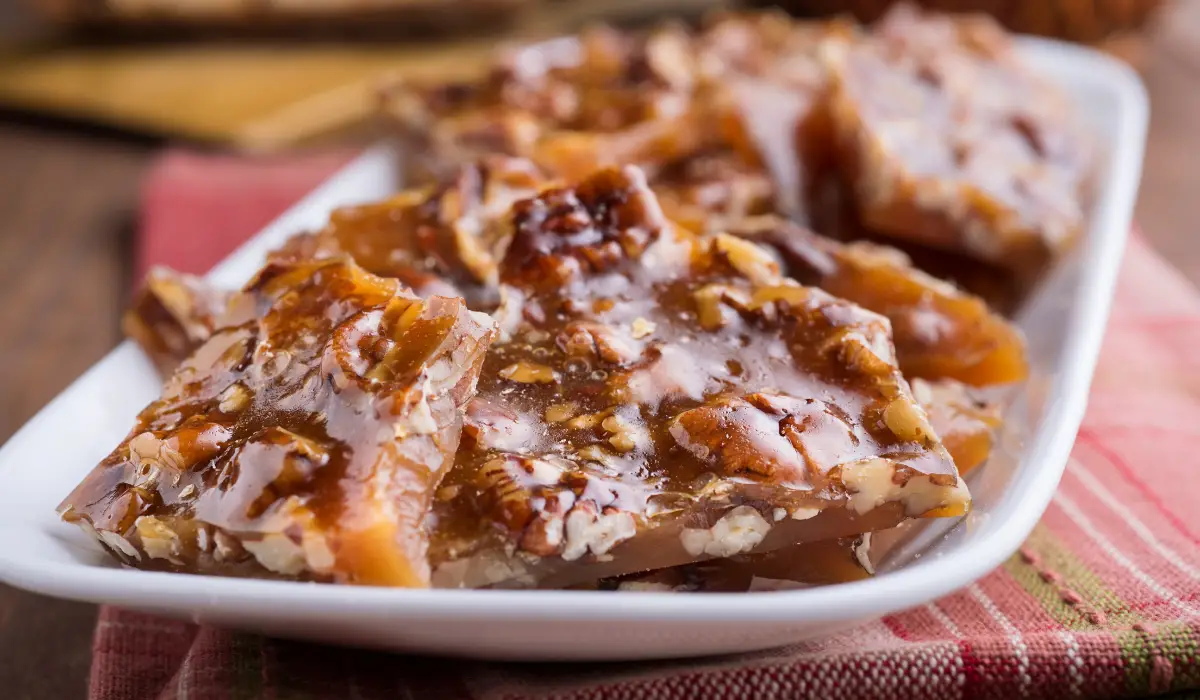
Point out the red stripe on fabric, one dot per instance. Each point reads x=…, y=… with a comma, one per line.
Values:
x=1120, y=465
x=975, y=682
x=1025, y=612
x=897, y=627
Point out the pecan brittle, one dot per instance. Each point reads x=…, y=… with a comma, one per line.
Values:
x=303, y=440
x=949, y=141
x=173, y=315
x=940, y=331
x=443, y=239
x=659, y=398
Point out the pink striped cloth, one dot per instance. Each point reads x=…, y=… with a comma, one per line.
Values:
x=1099, y=603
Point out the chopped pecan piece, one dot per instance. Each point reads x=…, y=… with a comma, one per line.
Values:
x=444, y=239
x=685, y=444
x=305, y=440
x=173, y=315
x=940, y=331
x=949, y=141
x=964, y=418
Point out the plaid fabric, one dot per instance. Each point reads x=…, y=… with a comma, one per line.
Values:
x=1102, y=600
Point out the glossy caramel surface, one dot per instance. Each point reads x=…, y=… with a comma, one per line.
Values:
x=444, y=239
x=645, y=374
x=951, y=142
x=940, y=331
x=172, y=315
x=304, y=438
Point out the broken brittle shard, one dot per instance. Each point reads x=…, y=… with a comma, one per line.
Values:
x=658, y=398
x=303, y=440
x=965, y=419
x=948, y=139
x=443, y=239
x=173, y=315
x=940, y=331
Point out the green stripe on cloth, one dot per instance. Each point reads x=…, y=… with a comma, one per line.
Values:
x=1055, y=576
x=246, y=666
x=1158, y=657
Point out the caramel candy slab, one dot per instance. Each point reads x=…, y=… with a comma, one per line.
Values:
x=748, y=88
x=303, y=440
x=964, y=419
x=659, y=399
x=173, y=315
x=951, y=142
x=443, y=239
x=940, y=331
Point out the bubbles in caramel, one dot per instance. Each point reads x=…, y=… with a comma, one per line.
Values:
x=658, y=398
x=304, y=438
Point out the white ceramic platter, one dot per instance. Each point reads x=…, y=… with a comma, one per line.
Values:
x=1065, y=323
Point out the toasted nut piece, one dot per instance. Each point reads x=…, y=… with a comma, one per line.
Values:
x=642, y=328
x=748, y=258
x=529, y=374
x=907, y=420
x=561, y=412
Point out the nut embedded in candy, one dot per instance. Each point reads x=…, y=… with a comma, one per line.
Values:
x=305, y=441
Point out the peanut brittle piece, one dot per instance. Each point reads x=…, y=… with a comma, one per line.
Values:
x=748, y=87
x=173, y=315
x=658, y=399
x=443, y=239
x=303, y=440
x=711, y=192
x=949, y=141
x=940, y=331
x=965, y=420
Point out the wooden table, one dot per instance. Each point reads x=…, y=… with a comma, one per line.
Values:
------------------------
■ TO DO ■
Please arrange every line of the records above as a numbered list, skipping any blank lines and leaving the pictures out.

■ FINISHED TASK ■
1. Point out the red stripe on fabric, one dot per instance. Each point reads x=…, y=… with a comma, one per line.
2. Values:
3. x=1120, y=465
4. x=975, y=682
5. x=1025, y=612
6. x=897, y=627
7. Point out the pecan brittle, one dot per instance. Each point reads x=…, y=… with a comma, one per line.
8. Values:
9. x=303, y=440
10. x=949, y=141
11. x=173, y=315
12. x=940, y=331
13. x=443, y=239
14. x=659, y=398
15. Point out the pink striped cloth, one dot per instance. Each point reads x=…, y=… with a comma, one per line.
16. Values:
17. x=1099, y=603
18. Point out the chopped pecan piece, one dot per instance. Each point reads x=…, y=… with a comma, one per line.
19. Values:
20. x=444, y=239
21. x=685, y=444
22. x=305, y=440
23. x=173, y=315
24. x=940, y=331
25. x=949, y=141
26. x=964, y=418
27. Point out the plaid fabric, one dot per instance. Each point reads x=…, y=… with a comma, one per line.
28. Values:
29. x=1102, y=600
30. Point out the glossy caramel surface, one dot per instance. Each point reads x=…, y=… with a comma, one per line.
31. Values:
32. x=444, y=239
33. x=645, y=374
34. x=951, y=142
35. x=940, y=331
36. x=172, y=315
37. x=304, y=438
38. Point out the broken brittle shard, one dot per instance. Each point reads x=…, y=… with a comma, one per line.
39. Values:
40. x=658, y=398
41. x=303, y=440
42. x=965, y=419
43. x=948, y=139
44. x=443, y=239
45. x=173, y=315
46. x=940, y=331
47. Point out the green stripe on cloth, one dot per instance. Each point reads x=…, y=… with a comma, one per line.
48. Values:
49. x=1055, y=576
50. x=246, y=666
51. x=1158, y=657
52. Point out the caramel candy slab, one dot per instance. Each point reads x=…, y=… with a comma, one per line.
53. Values:
54. x=748, y=88
55. x=303, y=440
56. x=964, y=419
57. x=659, y=399
58. x=173, y=315
59. x=951, y=142
60. x=443, y=239
61. x=940, y=331
62. Point out the bubbles in caramel, one dot per instance. Each point reads x=…, y=… with a comma, one per line.
63. Values:
64. x=658, y=398
65. x=304, y=438
66. Point out the white ceramic platter, one dot per instance. Each point reads x=…, y=… with a comma, one per line.
67. Values:
68. x=1065, y=323
69. Point out the toasted nut piece, one dot per instance. Each point reads x=…, y=… with a comma, one per line.
70. Values:
71. x=642, y=328
72. x=748, y=258
73. x=529, y=374
74. x=907, y=420
75. x=561, y=412
76. Point out the nut embedded in candy, one dot per instance. Each point reads x=…, y=… with a comma, one per line.
77. Values:
78. x=305, y=441
79. Point out the peanut brittle piece, one dot per instance. Each point reads x=…, y=… with a comma, one per line.
80. Values:
81. x=748, y=87
82. x=173, y=315
83. x=658, y=399
84. x=443, y=239
85. x=303, y=440
86. x=711, y=192
87. x=949, y=141
88. x=940, y=331
89. x=965, y=420
90. Point out the wooden table, one dot per instance. Each point reads x=…, y=… with a comma, one per line.
91. Values:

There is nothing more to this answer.